Give back exactly the lines of the material below that start at the line containing "the white sneaker" and end at the line containing "of the spectator", and no others.
#### Records for the task
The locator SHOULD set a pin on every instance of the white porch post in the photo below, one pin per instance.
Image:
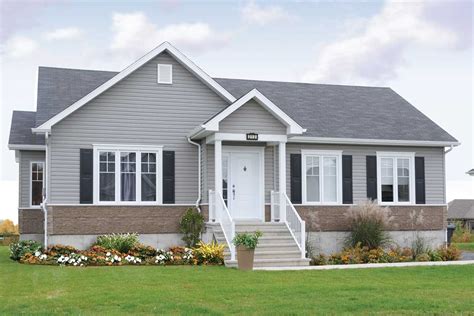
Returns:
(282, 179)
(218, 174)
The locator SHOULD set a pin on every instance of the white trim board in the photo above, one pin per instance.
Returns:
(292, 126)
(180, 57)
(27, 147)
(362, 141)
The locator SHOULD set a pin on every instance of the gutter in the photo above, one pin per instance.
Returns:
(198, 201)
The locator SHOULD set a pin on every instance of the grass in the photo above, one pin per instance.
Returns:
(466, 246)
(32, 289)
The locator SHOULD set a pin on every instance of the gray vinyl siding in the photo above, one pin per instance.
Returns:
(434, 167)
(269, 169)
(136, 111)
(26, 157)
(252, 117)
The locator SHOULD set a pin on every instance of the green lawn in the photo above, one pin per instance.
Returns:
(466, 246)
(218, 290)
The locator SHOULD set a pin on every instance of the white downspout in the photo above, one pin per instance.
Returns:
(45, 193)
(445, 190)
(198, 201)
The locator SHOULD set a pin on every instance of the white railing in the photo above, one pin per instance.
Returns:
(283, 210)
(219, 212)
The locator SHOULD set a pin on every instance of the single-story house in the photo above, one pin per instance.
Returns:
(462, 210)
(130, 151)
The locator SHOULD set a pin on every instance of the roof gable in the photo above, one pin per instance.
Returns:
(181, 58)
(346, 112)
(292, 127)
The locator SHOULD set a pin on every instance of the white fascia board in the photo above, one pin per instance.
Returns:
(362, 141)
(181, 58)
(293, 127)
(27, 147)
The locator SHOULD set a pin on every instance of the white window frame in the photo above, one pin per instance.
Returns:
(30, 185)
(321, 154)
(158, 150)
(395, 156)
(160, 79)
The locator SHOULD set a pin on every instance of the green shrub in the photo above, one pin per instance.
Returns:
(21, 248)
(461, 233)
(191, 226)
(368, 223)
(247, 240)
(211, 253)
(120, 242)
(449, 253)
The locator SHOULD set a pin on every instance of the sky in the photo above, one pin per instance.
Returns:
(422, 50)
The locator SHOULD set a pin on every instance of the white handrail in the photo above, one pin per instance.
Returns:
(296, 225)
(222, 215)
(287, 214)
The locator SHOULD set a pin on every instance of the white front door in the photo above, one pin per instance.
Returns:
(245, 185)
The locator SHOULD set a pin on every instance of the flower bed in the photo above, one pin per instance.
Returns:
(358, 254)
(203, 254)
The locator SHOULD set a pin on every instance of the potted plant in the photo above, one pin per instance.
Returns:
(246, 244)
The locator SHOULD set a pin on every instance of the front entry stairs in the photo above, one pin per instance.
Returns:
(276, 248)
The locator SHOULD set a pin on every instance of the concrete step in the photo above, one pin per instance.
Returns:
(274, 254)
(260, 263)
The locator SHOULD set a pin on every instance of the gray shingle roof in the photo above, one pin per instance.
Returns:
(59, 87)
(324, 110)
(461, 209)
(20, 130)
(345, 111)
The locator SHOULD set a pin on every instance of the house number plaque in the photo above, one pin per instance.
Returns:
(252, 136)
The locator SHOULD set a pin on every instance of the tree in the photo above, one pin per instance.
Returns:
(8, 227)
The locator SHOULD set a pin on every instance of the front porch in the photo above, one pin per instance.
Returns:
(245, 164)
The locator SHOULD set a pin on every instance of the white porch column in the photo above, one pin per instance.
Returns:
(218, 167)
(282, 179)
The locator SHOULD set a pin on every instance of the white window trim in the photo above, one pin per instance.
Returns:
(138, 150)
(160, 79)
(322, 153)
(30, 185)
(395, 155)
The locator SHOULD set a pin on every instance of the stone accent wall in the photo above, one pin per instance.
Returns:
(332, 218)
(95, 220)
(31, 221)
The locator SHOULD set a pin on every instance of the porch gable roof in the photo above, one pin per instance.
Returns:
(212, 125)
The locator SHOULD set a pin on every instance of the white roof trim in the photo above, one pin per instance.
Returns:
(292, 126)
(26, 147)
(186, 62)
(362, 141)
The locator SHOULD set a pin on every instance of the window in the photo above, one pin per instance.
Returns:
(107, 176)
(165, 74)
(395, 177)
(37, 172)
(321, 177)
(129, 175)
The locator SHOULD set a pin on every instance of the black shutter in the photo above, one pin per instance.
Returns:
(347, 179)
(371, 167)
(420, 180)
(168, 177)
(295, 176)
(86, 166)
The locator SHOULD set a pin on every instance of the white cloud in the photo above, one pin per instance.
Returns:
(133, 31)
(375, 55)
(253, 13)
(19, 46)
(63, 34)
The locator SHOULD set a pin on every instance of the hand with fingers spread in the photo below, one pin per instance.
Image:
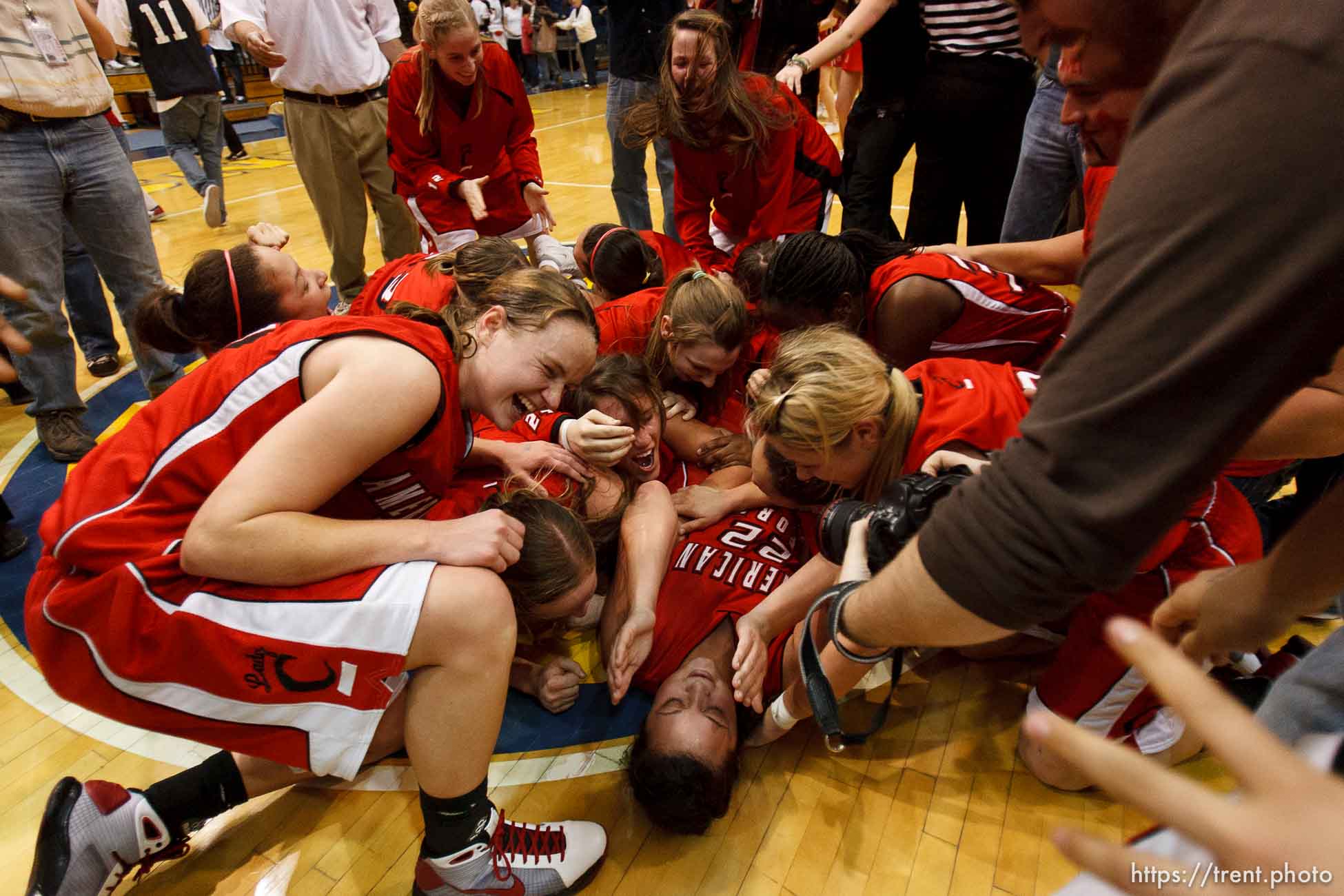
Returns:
########
#### Records for the task
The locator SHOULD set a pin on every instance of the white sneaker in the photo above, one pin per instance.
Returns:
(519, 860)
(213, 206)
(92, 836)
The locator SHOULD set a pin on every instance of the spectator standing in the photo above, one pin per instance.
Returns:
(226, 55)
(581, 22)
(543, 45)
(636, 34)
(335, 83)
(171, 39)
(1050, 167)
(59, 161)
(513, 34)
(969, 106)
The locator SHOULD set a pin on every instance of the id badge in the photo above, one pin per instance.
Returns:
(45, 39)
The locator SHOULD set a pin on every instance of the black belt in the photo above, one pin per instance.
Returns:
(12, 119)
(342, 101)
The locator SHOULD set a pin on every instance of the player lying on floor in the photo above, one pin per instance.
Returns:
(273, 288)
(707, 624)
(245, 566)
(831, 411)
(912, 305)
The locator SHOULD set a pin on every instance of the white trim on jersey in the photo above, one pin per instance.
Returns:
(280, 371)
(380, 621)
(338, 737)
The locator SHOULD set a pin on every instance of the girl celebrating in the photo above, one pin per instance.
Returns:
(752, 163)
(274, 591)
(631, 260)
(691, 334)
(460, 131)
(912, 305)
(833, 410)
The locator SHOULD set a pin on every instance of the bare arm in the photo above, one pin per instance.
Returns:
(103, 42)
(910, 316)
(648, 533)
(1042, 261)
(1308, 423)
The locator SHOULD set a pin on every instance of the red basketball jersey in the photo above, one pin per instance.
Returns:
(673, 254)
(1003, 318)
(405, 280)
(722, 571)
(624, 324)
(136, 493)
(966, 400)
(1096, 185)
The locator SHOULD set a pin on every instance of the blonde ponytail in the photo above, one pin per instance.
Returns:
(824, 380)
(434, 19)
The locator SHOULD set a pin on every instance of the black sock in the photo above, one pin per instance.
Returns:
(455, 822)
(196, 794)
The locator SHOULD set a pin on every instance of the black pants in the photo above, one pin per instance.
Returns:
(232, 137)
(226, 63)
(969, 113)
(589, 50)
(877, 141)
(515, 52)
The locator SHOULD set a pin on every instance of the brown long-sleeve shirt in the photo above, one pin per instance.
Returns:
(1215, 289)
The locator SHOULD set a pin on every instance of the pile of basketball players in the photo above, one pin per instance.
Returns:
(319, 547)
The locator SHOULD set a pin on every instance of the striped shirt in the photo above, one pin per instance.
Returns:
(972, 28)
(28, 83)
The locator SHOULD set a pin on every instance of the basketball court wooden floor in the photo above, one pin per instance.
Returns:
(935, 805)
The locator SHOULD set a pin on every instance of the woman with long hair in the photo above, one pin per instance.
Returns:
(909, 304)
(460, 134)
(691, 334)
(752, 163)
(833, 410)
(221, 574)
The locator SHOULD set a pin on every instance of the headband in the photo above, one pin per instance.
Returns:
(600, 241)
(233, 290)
########
# Output for this task
The locator SHOULD set a pin on every instance of the white sneaker in the photo above, one pin per instance.
Returns:
(519, 860)
(213, 206)
(92, 836)
The locator SHOULD set a pin on every instance of the spectator standing in the photo above, one pin per instance.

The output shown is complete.